What you are asked to do
The copy you give must match the lines from the top of the data through the line containing "positive clicks: (39, 90) (12, 93)" exactly, and it must hold no pictures.

[Records from a data collection]

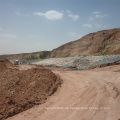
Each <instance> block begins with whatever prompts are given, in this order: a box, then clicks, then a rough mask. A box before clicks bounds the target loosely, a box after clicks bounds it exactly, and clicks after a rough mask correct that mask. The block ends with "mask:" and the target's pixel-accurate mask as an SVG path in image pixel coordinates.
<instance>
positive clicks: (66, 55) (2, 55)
mask: <svg viewBox="0 0 120 120" xmlns="http://www.w3.org/2000/svg"><path fill="white" fill-rule="evenodd" d="M112 54H120V28H116V29H110V30H102V31H98V32H96V33H90V34H88V35H85V36H84V37H82V38H80V39H79V40H76V41H72V42H69V43H66V44H64V45H62V46H60V47H58V48H56V49H53V50H52V51H41V52H33V53H22V54H13V55H0V59H3V58H7V59H11V60H15V59H18V60H20V59H36V58H54V57H74V56H90V55H112Z"/></svg>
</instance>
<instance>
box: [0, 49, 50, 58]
mask: <svg viewBox="0 0 120 120" xmlns="http://www.w3.org/2000/svg"><path fill="white" fill-rule="evenodd" d="M49 53H50V52H49V51H40V52H33V53H21V54H12V55H0V59H9V60H21V59H22V60H23V59H24V60H27V59H36V58H38V59H39V58H45V57H46V56H48V54H49Z"/></svg>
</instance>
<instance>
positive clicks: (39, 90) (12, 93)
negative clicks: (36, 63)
mask: <svg viewBox="0 0 120 120" xmlns="http://www.w3.org/2000/svg"><path fill="white" fill-rule="evenodd" d="M10 65H11V63H10V62H9V61H7V60H1V61H0V120H4V119H6V118H8V117H10V116H13V115H15V114H17V113H20V112H22V111H24V110H27V109H29V108H31V107H33V106H34V105H38V104H42V103H44V102H45V100H46V99H47V98H48V97H49V96H51V95H52V94H53V93H54V92H55V91H56V90H57V88H58V86H59V85H60V84H61V80H60V78H59V77H57V76H56V75H55V74H54V73H53V72H51V70H48V69H46V68H44V67H42V66H37V67H35V68H32V66H31V69H28V70H19V69H16V67H15V69H14V67H13V68H12V69H11V68H8V67H7V66H10ZM24 67H26V66H24ZM17 68H19V66H17ZM20 68H21V67H20Z"/></svg>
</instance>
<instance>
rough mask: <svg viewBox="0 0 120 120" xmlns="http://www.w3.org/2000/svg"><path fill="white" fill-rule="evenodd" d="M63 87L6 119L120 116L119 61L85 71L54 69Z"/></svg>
mask: <svg viewBox="0 0 120 120" xmlns="http://www.w3.org/2000/svg"><path fill="white" fill-rule="evenodd" d="M53 72H54V73H55V74H58V75H59V76H60V77H61V78H62V79H63V84H62V87H61V88H59V90H58V91H57V92H56V93H55V94H54V95H53V96H51V97H50V98H49V99H48V100H47V102H46V103H44V104H42V105H38V106H34V107H33V108H31V109H29V110H27V111H24V112H22V113H20V114H18V115H16V116H14V117H12V118H8V119H7V120H119V119H120V65H115V66H109V67H105V68H100V69H95V70H86V71H57V70H54V71H53Z"/></svg>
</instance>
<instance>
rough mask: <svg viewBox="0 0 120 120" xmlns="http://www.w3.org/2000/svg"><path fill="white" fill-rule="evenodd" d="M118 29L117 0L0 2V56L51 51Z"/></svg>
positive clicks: (7, 0) (0, 1)
mask: <svg viewBox="0 0 120 120" xmlns="http://www.w3.org/2000/svg"><path fill="white" fill-rule="evenodd" d="M119 27H120V0H0V54H14V53H26V52H36V51H42V50H52V49H54V48H57V47H58V46H60V45H62V44H65V43H67V42H70V41H73V40H77V39H79V38H81V37H82V36H84V35H86V34H88V33H91V32H97V31H99V30H104V29H113V28H119Z"/></svg>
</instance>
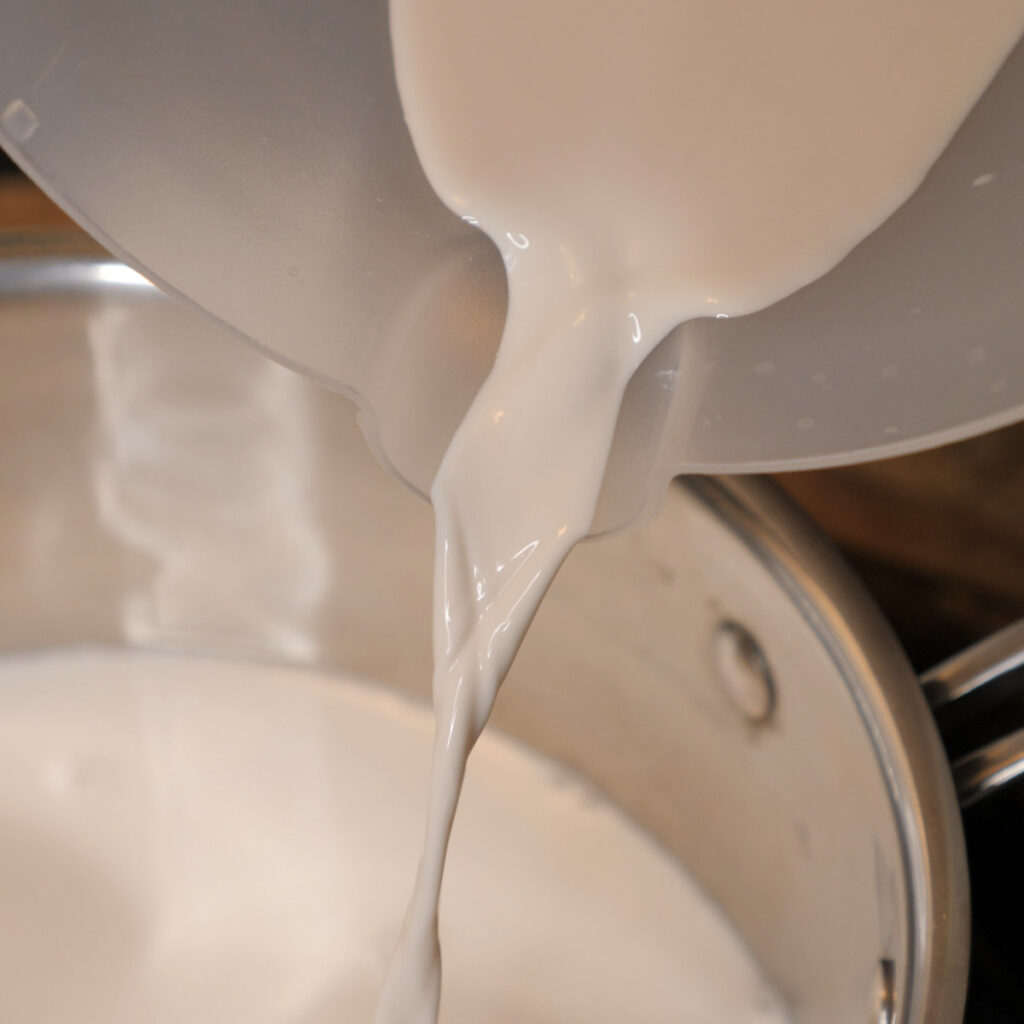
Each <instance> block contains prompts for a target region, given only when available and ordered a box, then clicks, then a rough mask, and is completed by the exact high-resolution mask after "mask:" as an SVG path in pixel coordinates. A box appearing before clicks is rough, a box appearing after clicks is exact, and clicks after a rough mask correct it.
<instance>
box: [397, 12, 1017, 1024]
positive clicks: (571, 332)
mask: <svg viewBox="0 0 1024 1024" xmlns="http://www.w3.org/2000/svg"><path fill="white" fill-rule="evenodd" d="M390 11H391V34H392V41H393V46H394V53H395V61H396V70H397V79H398V87H399V92H400V94H401V100H402V105H403V109H404V112H406V116H407V120H408V123H409V126H410V129H411V131H412V135H413V139H414V141H415V143H416V147H417V152H418V153H419V156H420V159H421V162H422V164H423V167H424V169H425V171H426V173H427V175H428V177H429V178H430V181H431V183H432V184H433V186H434V188H435V189H436V191H437V193H438V195H439V196H440V197H441V198H442V199H443V200H444V201H445V202H446V203H447V204H449V206H450V207H451V208H452V209H453V210H455V211H456V212H458V213H460V214H461V215H462V216H463V217H465V218H466V219H467V220H469V221H470V222H472V223H474V224H478V225H479V226H480V227H481V228H482V229H483V230H485V231H486V232H487V233H488V234H489V236H490V238H492V239H493V240H494V241H495V242H496V243H497V245H498V246H499V248H500V249H501V251H502V253H503V255H504V258H505V262H506V267H507V269H508V273H509V310H508V318H507V323H506V327H505V333H504V336H503V339H502V344H501V347H500V350H499V353H498V356H497V359H496V362H495V366H494V369H493V371H492V373H490V376H489V377H488V379H487V380H486V382H485V383H484V385H483V387H482V388H481V390H480V392H479V394H478V395H477V397H476V399H475V401H474V402H473V404H472V407H471V409H470V410H469V413H468V414H467V416H466V418H465V420H464V421H463V423H462V425H461V426H460V428H459V430H458V431H457V433H456V435H455V437H454V439H453V441H452V444H451V446H450V449H449V451H447V453H446V455H445V457H444V459H443V461H442V463H441V466H440V469H439V471H438V474H437V476H436V478H435V480H434V483H433V487H432V490H431V499H432V501H433V505H434V509H435V515H436V565H435V596H434V663H435V664H434V701H435V708H436V715H437V734H436V740H435V756H434V763H433V769H432V781H431V790H430V813H429V817H428V823H427V830H426V840H425V845H424V853H423V858H422V861H421V866H420V871H419V874H418V879H417V885H416V890H415V893H414V896H413V900H412V902H411V904H410V907H409V910H408V914H407V919H406V927H404V930H403V933H402V938H401V940H400V942H399V945H398V947H397V950H396V954H395V959H394V963H393V966H392V968H391V970H390V972H389V975H388V979H387V982H386V984H385V987H384V990H383V993H382V997H381V1002H380V1007H379V1011H378V1018H377V1019H378V1022H379V1024H413V1022H419V1024H430V1022H432V1021H433V1020H434V1019H435V1008H436V1004H437V999H438V995H439V991H440V961H439V948H438V938H437V899H438V896H439V893H440V887H441V877H442V872H443V865H444V849H445V844H446V841H447V833H449V829H450V828H451V826H452V822H453V820H454V816H455V808H456V803H457V800H458V794H459V786H460V784H461V782H462V778H463V773H464V771H465V767H466V759H467V757H468V754H469V751H470V750H471V749H472V745H473V743H474V741H475V739H476V737H477V736H478V735H479V732H480V730H481V728H482V727H483V724H484V722H485V721H486V718H487V716H488V714H489V711H490V708H492V706H493V703H494V700H495V696H496V693H497V690H498V687H499V685H500V684H501V681H502V679H503V678H504V675H505V673H506V672H507V670H508V667H509V665H510V663H511V660H512V658H513V656H514V654H515V651H516V649H517V648H518V645H519V643H520V641H521V639H522V636H523V634H524V632H525V630H526V628H527V627H528V625H529V622H530V620H531V617H532V615H534V613H535V612H536V610H537V607H538V605H539V603H540V601H541V599H542V597H543V595H544V593H545V591H546V589H547V587H548V585H549V584H550V583H551V580H552V579H553V577H554V574H555V572H556V571H557V570H558V567H559V565H560V564H561V562H562V561H563V559H564V558H565V556H566V554H567V553H568V551H569V550H570V549H571V547H572V546H573V545H574V544H575V543H577V542H578V541H579V540H581V539H582V538H583V537H585V536H586V535H587V532H588V531H589V529H590V526H591V522H592V520H593V515H594V509H595V506H596V503H597V498H598V493H599V490H600V486H601V481H602V478H603V475H604V468H605V464H606V462H607V456H608V451H609V446H610V442H611V436H612V432H613V429H614V424H615V420H616V417H617V413H618V407H620V403H621V400H622V396H623V392H624V390H625V388H626V385H627V383H628V381H629V379H630V377H631V376H632V375H633V373H634V372H635V370H636V369H637V367H638V366H639V365H640V362H641V361H642V360H643V358H644V357H645V356H646V355H647V354H648V353H649V351H650V350H651V348H652V346H654V345H655V344H657V342H658V341H659V340H660V339H662V338H663V337H664V336H665V335H666V334H667V333H668V332H669V331H670V330H671V329H672V328H673V327H674V326H675V325H677V324H678V323H680V322H683V321H686V319H690V318H692V317H694V316H703V315H715V316H735V315H738V314H742V313H746V312H751V311H754V310H756V309H758V308H761V307H763V306H765V305H767V304H770V303H771V302H774V301H776V300H778V299H781V298H783V297H784V296H786V295H787V294H790V293H792V292H793V291H795V290H796V289H798V288H800V287H802V286H803V285H805V284H807V283H809V282H811V281H813V280H814V279H815V278H817V276H819V275H820V274H822V273H824V272H825V271H826V270H828V269H830V268H831V267H833V266H834V265H835V264H836V263H837V262H838V261H839V260H840V259H841V258H842V257H843V256H844V255H845V254H846V253H847V252H848V251H849V250H850V249H851V248H852V247H853V246H854V245H856V244H857V243H858V242H859V241H861V240H862V239H863V238H864V237H865V236H866V234H867V233H868V232H870V231H871V230H872V229H873V228H876V227H877V226H878V225H879V224H880V223H881V222H882V221H883V220H884V219H885V218H886V217H888V216H889V215H890V214H891V213H892V212H893V211H894V210H895V209H896V208H897V207H898V206H899V205H900V204H901V203H902V202H903V201H904V200H905V199H906V198H907V197H908V196H909V195H910V193H911V191H912V190H913V189H914V187H915V186H916V185H918V184H919V183H920V181H921V180H922V178H923V177H924V175H925V173H926V172H927V170H928V169H929V167H930V166H931V165H932V163H933V162H934V161H935V160H936V158H937V157H938V156H939V154H940V153H941V151H942V148H943V147H944V146H945V145H946V143H947V142H948V141H949V139H950V138H951V136H952V134H953V132H954V131H955V129H956V128H957V127H958V125H959V124H961V122H962V120H963V119H964V118H965V117H966V115H967V114H968V113H969V111H970V109H971V106H972V105H973V104H974V102H975V101H976V100H977V98H978V96H979V95H980V93H981V91H982V90H983V89H984V87H985V86H986V85H987V84H988V82H989V81H990V80H991V78H992V76H993V75H994V74H995V72H996V70H997V69H998V67H999V65H1000V63H1001V61H1002V60H1004V58H1005V57H1006V56H1007V54H1008V53H1009V52H1010V50H1011V48H1012V47H1013V45H1014V43H1015V42H1016V41H1017V39H1018V37H1019V36H1020V34H1021V31H1022V28H1024V0H993V2H987V3H984V4H976V3H972V2H969V0H864V2H857V3H850V2H847V0H826V2H822V0H779V2H773V3H756V4H745V3H744V4H740V3H728V2H723V0H640V2H637V3H615V2H594V0H550V2H549V0H546V2H544V3H509V2H508V0H432V2H429V3H427V2H423V0H390ZM837 315H842V310H837ZM752 386H753V383H752Z"/></svg>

Response box
Each <instance> block begins with whatever prompts are given, in this order: a box, then clicks, then a rough mask. A box before clicks bounds the target loosely, a box after clicks bounds it exactly, and clicks after a rough mask correct that mask. The block ends with "mask:" and the target's pixel-accurate mask as an SVG path in image pixel coordinates.
<instance>
positive clicks: (66, 55) (2, 55)
mask: <svg viewBox="0 0 120 120" xmlns="http://www.w3.org/2000/svg"><path fill="white" fill-rule="evenodd" d="M112 54H120V28H116V29H110V30H102V31H98V32H96V33H90V34H88V35H85V36H84V37H82V38H80V39H79V40H76V41H72V42H69V43H66V44H64V45H62V46H60V47H58V48H56V49H53V50H52V51H41V52H33V53H22V54H13V55H0V59H3V58H7V59H11V60H15V59H18V60H20V59H36V58H54V57H74V56H90V55H112Z"/></svg>
</instance>
<instance>
box: [0, 49, 50, 58]
mask: <svg viewBox="0 0 120 120" xmlns="http://www.w3.org/2000/svg"><path fill="white" fill-rule="evenodd" d="M49 53H50V52H49V51H40V52H33V53H21V54H12V55H0V59H9V60H21V59H22V60H23V59H24V60H27V59H36V58H38V59H39V58H45V57H46V56H48V54H49Z"/></svg>
</instance>
<instance>
positive clicks: (39, 90) (12, 93)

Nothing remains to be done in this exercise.